TASK: Copy out, from the entries below, each line that holds the string "yellow".

DATA TO EXAMINE:
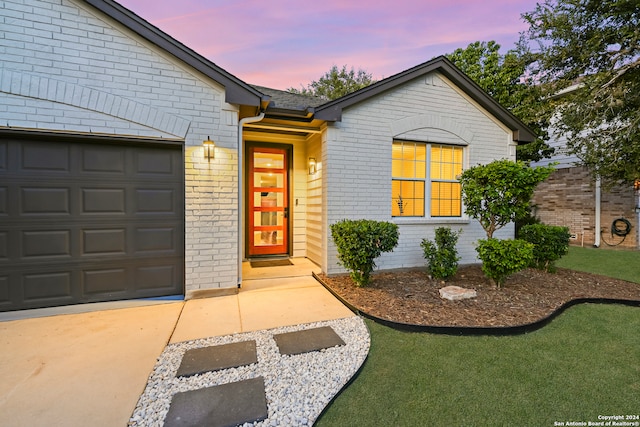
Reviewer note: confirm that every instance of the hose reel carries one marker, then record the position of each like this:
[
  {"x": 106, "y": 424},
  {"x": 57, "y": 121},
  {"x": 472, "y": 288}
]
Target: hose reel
[{"x": 620, "y": 227}]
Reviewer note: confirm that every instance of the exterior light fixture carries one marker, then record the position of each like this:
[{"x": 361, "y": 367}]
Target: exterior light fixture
[{"x": 209, "y": 149}]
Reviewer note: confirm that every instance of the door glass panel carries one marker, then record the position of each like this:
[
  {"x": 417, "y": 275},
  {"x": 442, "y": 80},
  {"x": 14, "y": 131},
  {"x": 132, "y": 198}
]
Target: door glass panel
[
  {"x": 267, "y": 238},
  {"x": 268, "y": 160},
  {"x": 266, "y": 219},
  {"x": 268, "y": 180},
  {"x": 268, "y": 199}
]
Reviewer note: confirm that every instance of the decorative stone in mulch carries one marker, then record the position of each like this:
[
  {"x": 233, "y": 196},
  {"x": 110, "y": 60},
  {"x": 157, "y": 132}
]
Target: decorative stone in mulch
[
  {"x": 217, "y": 357},
  {"x": 223, "y": 405},
  {"x": 453, "y": 293},
  {"x": 307, "y": 340}
]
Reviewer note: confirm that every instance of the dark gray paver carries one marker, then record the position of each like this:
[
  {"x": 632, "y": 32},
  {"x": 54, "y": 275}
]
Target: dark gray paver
[
  {"x": 220, "y": 406},
  {"x": 307, "y": 340},
  {"x": 270, "y": 263},
  {"x": 217, "y": 357}
]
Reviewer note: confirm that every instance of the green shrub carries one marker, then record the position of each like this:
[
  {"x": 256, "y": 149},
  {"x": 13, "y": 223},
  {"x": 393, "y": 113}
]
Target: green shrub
[
  {"x": 359, "y": 242},
  {"x": 551, "y": 243},
  {"x": 441, "y": 255},
  {"x": 501, "y": 258}
]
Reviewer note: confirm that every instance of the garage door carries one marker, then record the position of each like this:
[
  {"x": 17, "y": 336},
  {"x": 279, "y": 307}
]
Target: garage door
[{"x": 89, "y": 220}]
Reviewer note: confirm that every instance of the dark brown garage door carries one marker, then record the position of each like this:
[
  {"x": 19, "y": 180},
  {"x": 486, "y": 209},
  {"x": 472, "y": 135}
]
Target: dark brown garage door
[{"x": 86, "y": 221}]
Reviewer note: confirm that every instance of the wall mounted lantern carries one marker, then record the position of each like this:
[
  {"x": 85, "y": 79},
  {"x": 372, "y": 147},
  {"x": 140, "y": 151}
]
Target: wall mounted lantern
[{"x": 209, "y": 149}]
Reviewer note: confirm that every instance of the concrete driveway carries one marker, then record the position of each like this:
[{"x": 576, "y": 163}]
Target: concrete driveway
[{"x": 89, "y": 369}]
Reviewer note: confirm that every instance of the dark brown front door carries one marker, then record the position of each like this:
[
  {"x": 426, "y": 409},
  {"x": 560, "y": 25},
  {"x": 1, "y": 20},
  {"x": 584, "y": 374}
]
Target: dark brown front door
[{"x": 268, "y": 201}]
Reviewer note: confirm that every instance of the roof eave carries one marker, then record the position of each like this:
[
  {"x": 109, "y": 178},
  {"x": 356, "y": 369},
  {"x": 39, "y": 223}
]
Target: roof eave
[
  {"x": 236, "y": 91},
  {"x": 332, "y": 111}
]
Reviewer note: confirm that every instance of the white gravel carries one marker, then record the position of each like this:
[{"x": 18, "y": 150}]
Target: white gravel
[{"x": 297, "y": 387}]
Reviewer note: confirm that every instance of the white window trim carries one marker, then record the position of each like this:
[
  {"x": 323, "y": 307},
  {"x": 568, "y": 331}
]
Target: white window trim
[{"x": 427, "y": 218}]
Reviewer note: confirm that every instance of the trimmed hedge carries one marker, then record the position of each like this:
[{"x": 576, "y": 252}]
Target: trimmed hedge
[
  {"x": 441, "y": 255},
  {"x": 359, "y": 242},
  {"x": 550, "y": 244},
  {"x": 502, "y": 258}
]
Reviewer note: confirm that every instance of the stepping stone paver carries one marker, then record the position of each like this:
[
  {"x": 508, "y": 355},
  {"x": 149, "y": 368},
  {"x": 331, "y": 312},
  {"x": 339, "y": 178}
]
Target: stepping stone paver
[
  {"x": 219, "y": 406},
  {"x": 307, "y": 340},
  {"x": 217, "y": 357}
]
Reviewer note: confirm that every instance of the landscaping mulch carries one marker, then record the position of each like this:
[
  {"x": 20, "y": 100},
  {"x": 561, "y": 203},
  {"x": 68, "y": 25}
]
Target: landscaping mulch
[{"x": 410, "y": 296}]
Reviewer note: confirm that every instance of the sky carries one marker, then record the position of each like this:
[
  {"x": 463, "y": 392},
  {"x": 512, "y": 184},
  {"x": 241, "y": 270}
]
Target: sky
[{"x": 286, "y": 43}]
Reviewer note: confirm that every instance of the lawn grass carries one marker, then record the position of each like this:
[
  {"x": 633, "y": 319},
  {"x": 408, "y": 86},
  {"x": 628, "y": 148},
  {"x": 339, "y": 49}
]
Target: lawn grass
[
  {"x": 583, "y": 364},
  {"x": 621, "y": 264}
]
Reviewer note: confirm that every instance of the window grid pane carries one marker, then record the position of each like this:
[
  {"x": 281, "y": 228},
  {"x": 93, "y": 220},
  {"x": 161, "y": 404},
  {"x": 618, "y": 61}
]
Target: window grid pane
[
  {"x": 445, "y": 199},
  {"x": 409, "y": 171}
]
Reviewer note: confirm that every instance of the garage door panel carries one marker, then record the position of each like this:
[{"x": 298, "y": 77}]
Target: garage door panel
[
  {"x": 104, "y": 241},
  {"x": 5, "y": 296},
  {"x": 4, "y": 205},
  {"x": 103, "y": 159},
  {"x": 4, "y": 245},
  {"x": 45, "y": 157},
  {"x": 156, "y": 201},
  {"x": 45, "y": 201},
  {"x": 44, "y": 286},
  {"x": 104, "y": 281},
  {"x": 156, "y": 239},
  {"x": 46, "y": 243},
  {"x": 4, "y": 156},
  {"x": 103, "y": 200},
  {"x": 157, "y": 163},
  {"x": 156, "y": 276},
  {"x": 88, "y": 222}
]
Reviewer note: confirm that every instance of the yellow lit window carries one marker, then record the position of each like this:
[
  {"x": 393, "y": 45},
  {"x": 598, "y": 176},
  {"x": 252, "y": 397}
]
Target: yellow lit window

SOLUTION:
Reviewer note: confirm that every instance of the yellow lit window carries one marker, then record the position of each like this:
Target: yellow lit window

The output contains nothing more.